__WHAT IS BEING ASKED__
Could you reproduce the listing below with every "List one per line" changed to "Give one per line", keeping everything else identical and leaving out the pictures?

__PROVIDED DATA__
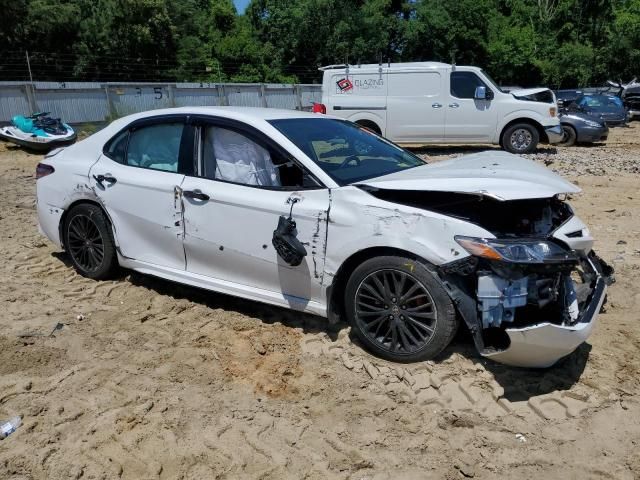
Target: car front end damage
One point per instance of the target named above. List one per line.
(531, 295)
(531, 288)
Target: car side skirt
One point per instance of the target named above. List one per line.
(226, 287)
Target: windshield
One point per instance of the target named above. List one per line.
(491, 80)
(347, 152)
(601, 102)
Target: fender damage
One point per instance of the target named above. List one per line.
(527, 314)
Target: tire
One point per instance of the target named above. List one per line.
(396, 333)
(89, 242)
(520, 138)
(570, 136)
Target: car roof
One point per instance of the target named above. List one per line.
(246, 114)
(386, 66)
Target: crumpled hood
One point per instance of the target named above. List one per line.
(495, 174)
(527, 91)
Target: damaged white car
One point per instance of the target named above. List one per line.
(317, 214)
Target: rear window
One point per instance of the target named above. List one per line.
(463, 84)
(347, 152)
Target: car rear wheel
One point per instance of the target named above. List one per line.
(399, 310)
(520, 138)
(569, 136)
(89, 242)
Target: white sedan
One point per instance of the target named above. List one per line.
(320, 215)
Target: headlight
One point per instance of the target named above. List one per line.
(516, 251)
(591, 123)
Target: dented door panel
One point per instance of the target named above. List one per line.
(145, 214)
(229, 237)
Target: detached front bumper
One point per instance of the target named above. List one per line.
(554, 133)
(591, 135)
(543, 344)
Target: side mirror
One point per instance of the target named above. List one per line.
(481, 93)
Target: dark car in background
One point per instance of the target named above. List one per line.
(580, 127)
(608, 107)
(566, 97)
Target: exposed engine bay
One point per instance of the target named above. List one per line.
(536, 271)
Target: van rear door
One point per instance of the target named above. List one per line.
(469, 119)
(415, 107)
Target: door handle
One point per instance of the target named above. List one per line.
(195, 195)
(104, 178)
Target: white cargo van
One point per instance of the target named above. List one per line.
(431, 102)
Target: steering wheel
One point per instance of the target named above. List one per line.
(348, 160)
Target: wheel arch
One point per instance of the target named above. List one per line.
(81, 201)
(540, 129)
(370, 124)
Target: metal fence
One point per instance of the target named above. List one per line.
(87, 102)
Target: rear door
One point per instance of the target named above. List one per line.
(136, 178)
(468, 119)
(415, 107)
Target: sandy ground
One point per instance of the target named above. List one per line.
(148, 379)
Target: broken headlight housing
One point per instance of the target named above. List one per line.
(530, 251)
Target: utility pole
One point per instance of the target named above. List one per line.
(29, 67)
(31, 96)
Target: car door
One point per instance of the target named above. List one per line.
(231, 209)
(469, 119)
(416, 107)
(136, 178)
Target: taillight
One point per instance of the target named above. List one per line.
(42, 170)
(319, 108)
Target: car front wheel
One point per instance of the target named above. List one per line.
(89, 242)
(569, 136)
(520, 138)
(399, 310)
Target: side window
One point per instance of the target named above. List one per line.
(231, 156)
(156, 147)
(117, 148)
(463, 84)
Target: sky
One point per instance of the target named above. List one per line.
(241, 5)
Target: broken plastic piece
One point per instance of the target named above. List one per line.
(285, 242)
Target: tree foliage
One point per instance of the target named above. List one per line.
(524, 42)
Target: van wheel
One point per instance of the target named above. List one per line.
(89, 242)
(569, 136)
(368, 124)
(399, 310)
(520, 138)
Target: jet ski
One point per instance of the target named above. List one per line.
(38, 132)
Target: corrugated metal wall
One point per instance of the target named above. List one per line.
(86, 102)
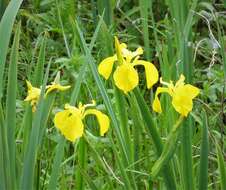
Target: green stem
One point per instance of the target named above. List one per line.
(168, 150)
(151, 127)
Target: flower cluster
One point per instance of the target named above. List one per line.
(69, 121)
(125, 75)
(126, 78)
(34, 93)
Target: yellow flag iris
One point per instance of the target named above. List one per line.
(182, 95)
(69, 121)
(126, 76)
(33, 93)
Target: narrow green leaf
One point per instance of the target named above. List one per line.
(31, 152)
(6, 26)
(151, 127)
(39, 69)
(10, 121)
(186, 155)
(203, 172)
(60, 147)
(221, 166)
(144, 7)
(82, 155)
(104, 94)
(168, 150)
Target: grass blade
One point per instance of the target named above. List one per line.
(6, 26)
(203, 172)
(151, 127)
(31, 152)
(222, 167)
(10, 122)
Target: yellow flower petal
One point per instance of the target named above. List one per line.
(118, 48)
(180, 82)
(70, 124)
(156, 105)
(182, 98)
(56, 86)
(151, 72)
(102, 119)
(33, 92)
(192, 90)
(126, 77)
(106, 66)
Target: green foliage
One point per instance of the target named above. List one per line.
(142, 149)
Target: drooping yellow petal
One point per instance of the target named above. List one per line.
(102, 119)
(56, 86)
(70, 124)
(151, 72)
(156, 105)
(126, 77)
(182, 98)
(106, 66)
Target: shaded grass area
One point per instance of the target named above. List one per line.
(71, 38)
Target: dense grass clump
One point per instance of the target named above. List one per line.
(108, 94)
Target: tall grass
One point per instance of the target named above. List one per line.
(142, 149)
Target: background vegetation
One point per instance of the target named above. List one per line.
(41, 37)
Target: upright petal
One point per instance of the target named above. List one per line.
(182, 104)
(56, 86)
(70, 124)
(102, 119)
(126, 77)
(151, 72)
(106, 66)
(192, 90)
(156, 105)
(180, 82)
(118, 48)
(33, 92)
(182, 98)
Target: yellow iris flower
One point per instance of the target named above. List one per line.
(182, 95)
(69, 121)
(34, 93)
(125, 76)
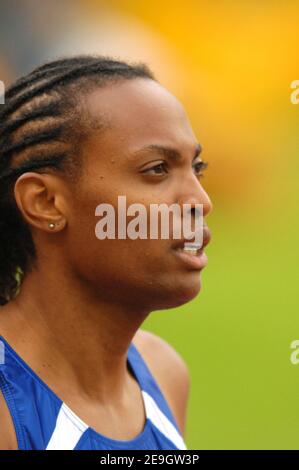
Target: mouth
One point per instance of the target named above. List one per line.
(192, 254)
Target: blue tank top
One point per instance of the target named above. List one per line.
(44, 422)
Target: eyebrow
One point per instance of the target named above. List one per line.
(171, 153)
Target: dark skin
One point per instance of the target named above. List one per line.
(106, 289)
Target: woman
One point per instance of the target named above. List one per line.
(79, 373)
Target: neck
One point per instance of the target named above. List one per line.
(69, 333)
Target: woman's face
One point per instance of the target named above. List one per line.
(146, 272)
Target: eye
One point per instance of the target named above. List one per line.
(199, 167)
(159, 169)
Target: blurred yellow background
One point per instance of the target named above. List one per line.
(231, 64)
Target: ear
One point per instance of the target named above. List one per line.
(41, 200)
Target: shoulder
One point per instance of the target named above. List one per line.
(169, 370)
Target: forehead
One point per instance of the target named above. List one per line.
(140, 112)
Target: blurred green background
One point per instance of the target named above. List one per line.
(231, 64)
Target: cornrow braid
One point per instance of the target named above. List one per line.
(41, 127)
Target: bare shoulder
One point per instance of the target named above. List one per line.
(8, 439)
(169, 370)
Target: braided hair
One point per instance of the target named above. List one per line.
(41, 129)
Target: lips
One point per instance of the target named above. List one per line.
(184, 243)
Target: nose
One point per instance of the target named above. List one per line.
(193, 193)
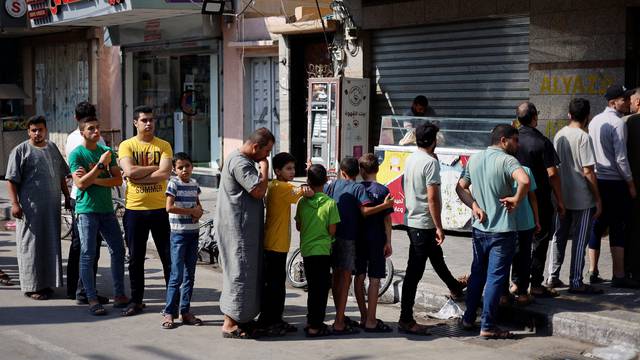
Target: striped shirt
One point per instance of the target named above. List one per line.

__THE COMPLETED TASK__
Target: car front end damage
One point per instance of the target named above. Give one per line.
(531, 295)
(531, 288)
Target: car side skirt
One point per instance of the target named above. Give one per line.
(226, 287)
Target: windshield
One point per instance of the target named above. Give one per line.
(491, 80)
(347, 152)
(601, 102)
Target: fender damage
One point per instance of the target named above. Give one per line.
(527, 314)
Target: tire
One point per instance of the target named above. Give one per line.
(396, 333)
(89, 242)
(520, 138)
(570, 136)
Target: car roof
One point per instance of the target named above. Give one per line.
(246, 114)
(386, 66)
Target: crumpled hood
One point per instance of the target named above. Give one per line.
(495, 174)
(527, 91)
Target: damaged white car
One point per instance of the target named above. Give one per line.
(317, 214)
Target: rear window
One point per instance of the target named above. Give one per line.
(463, 84)
(347, 152)
Target: car rear wheel
One point per instance of the target named above. Give one per line.
(399, 310)
(520, 138)
(569, 136)
(89, 242)
Target: white sedan
One point per instance of the target named above. Give one per line.
(320, 215)
Target: headlight
One point per instance of the target named above. Give one per line.
(516, 251)
(591, 123)
Target: dented door panel
One point per instance of the target named above. Give one per line.
(145, 214)
(229, 237)
Target: detached front bumper
One point per instance of the target named above. Give one per line.
(554, 133)
(591, 135)
(543, 344)
Target: side mirror
One point per instance of the target named above. Give one per line.
(481, 93)
Target: dark car in background
One point per instance of the target named above. Give one per line.
(580, 127)
(608, 107)
(566, 97)
Target: exposed engine bay
One point per instance of the target named above. Give one per line.
(536, 271)
Target: van rear door
One point per instance of the target named above. Give one per line.
(469, 119)
(415, 107)
Target: door handle
One point per instance of the target named above. Give one per line.
(195, 195)
(104, 178)
Target: white cargo van
One point per instance of the target named above. Give one per line.
(431, 102)
Target: steering wheel
One point per instance of the target named above. Give one per line.
(348, 160)
Target: wheel arch
One point per instance of the target named above. Give one per line.
(81, 201)
(540, 129)
(370, 124)
Target: metal fence
One point per instance of the target named above. Give one per line.
(87, 102)
Target: rear door
One point per instance of the target named above. Give one per line.
(136, 178)
(468, 119)
(415, 107)
Target: sandy ground
One point per instance of the target named above. Give one per line.
(148, 379)
Target: broken headlight housing
One point per instance of the target named above. Give one per line.
(530, 251)
Target: utility pole
One point per instance of the target named above. Give one per line.
(29, 67)
(31, 96)
Target: car door
One point per instance of the target named above. Give one per line.
(231, 209)
(469, 119)
(416, 107)
(136, 178)
Target: taillight
One point per instance of the target named above. Give one per line.
(42, 170)
(319, 108)
Target: car front wheel
One point per instance of the target named above. Give one per line.
(89, 242)
(569, 136)
(520, 138)
(399, 310)
Target: side window
One point per instance of the target named above. Give one per line.
(231, 156)
(156, 147)
(117, 148)
(463, 84)
Target: sky
One point per instance of the target named above. Give one per line.
(241, 5)
Target: broken plastic piece
One point per instance of the target named above. Give one per line.
(285, 242)
Target: tree foliage
One point per instance of the target named above. Give one per line.
(524, 42)
Target: van wheel
One point per instance of the target named above. Give one per line.
(89, 242)
(569, 136)
(368, 124)
(399, 310)
(520, 138)
Target: jet ski
One point per instance of the target named above. Give one per line.
(38, 132)
Target: corrugated metal wall
One point per instance of the target named above. Give one per line.
(86, 102)
Target: green stem
One point per instance of the target named above. Give one per line.
(168, 150)
(151, 127)
Target: flower cluster
One point per instance of the target named above. Give one per line.
(69, 121)
(125, 75)
(126, 78)
(34, 93)
Target: yellow flag iris
One point per instance of the target named above. Give one per line.
(182, 95)
(69, 121)
(126, 76)
(33, 93)
Target: narrow green leaf
One point per instance of the target named above. Give one per line.
(31, 152)
(6, 26)
(151, 127)
(39, 69)
(10, 121)
(186, 155)
(203, 172)
(60, 147)
(221, 166)
(144, 7)
(82, 155)
(104, 94)
(168, 150)
Target: grass blade
One point per instance of the target named above. Give one per line.
(6, 26)
(203, 172)
(151, 127)
(31, 152)
(222, 167)
(10, 122)
Target: yellow flower petal
One point per instance of the target named above. Give one per line.
(118, 48)
(180, 82)
(70, 124)
(156, 105)
(182, 98)
(56, 86)
(151, 72)
(102, 119)
(33, 92)
(192, 90)
(126, 77)
(106, 66)
Target: green foliage
One point per instance of the target named above. Give one per line.
(142, 149)
Target: drooping yellow petal
One point per instance of the target named above. Give one per line.
(102, 119)
(56, 86)
(70, 124)
(151, 72)
(156, 105)
(126, 77)
(182, 98)
(106, 66)
Target: shaded grass area
One point per instance of the target named above. Give one per line.
(71, 38)
Target: dense grass clump
One point per instance of the target named above. Give one per line.
(108, 94)
Target: tall grass
One point per instance of the target named above. Give one per line.
(142, 149)
Target: background vegetation
One point per instance of the target named above. Give one per line.
(41, 37)
Target: upright petal
One point per instance of the target named above. Give one per line.
(182, 104)
(56, 86)
(70, 124)
(102, 119)
(126, 77)
(151, 72)
(106, 66)
(192, 90)
(156, 105)
(180, 82)
(118, 48)
(33, 92)
(182, 98)
Target: yellow iris flower
One point per instance of the target named above. Give one per line.
(182, 95)
(69, 121)
(34, 93)
(125, 76)
Target: mouth
One point per instance of the target named above. Give one per line.
(192, 254)
Target: blue tank top
One point per instance of the target named above. Give one per line.
(44, 422)
Target: eyebrow
One point per instance of the target named above. Give one per line.
(171, 153)
Target: dark skin
One point per instance of the target named above. Give one per line.
(106, 289)
Target: woman
One point per instance of the target named above. Give one per line.
(79, 373)
Target: neck
One point per instance of the target named above. Give one per line.
(69, 333)
Target: woman's face
One point per instance of the target named above. Give one per line.
(146, 272)
Target: eye
One point per instance of the target named above. Give one per line.
(199, 167)
(159, 169)
Target: blurred yellow background
One point per instance of the target named above. Give one per line.
(231, 64)
Target: ear
One point per instance of the target named above. Give one per line.
(41, 200)
Target: shoulder
One point per instance of the target named above. Give one per line.
(169, 370)
Target: forehead
One point per instance of the target named above. Give one per line.
(140, 112)
Target: blurred green background
One point per instance of the target named above. Give one per line.
(231, 64)
Target: cornrow braid
One point per instance of the target named above. Give one per line.
(41, 127)
Target: bare shoulder
One point per instance of the target named above. Give one per line.
(8, 439)
(169, 370)
Target: braided hair
One point per instance of the target named above. Give one per line.
(41, 129)
Target: lips
One point per instance of the target named above. Give one per line.
(184, 243)
Target: nose
One point per instance of the target named above. Give one per line.
(193, 193)
Target: striped shirt
One point per instance of the target named above. Give one per line.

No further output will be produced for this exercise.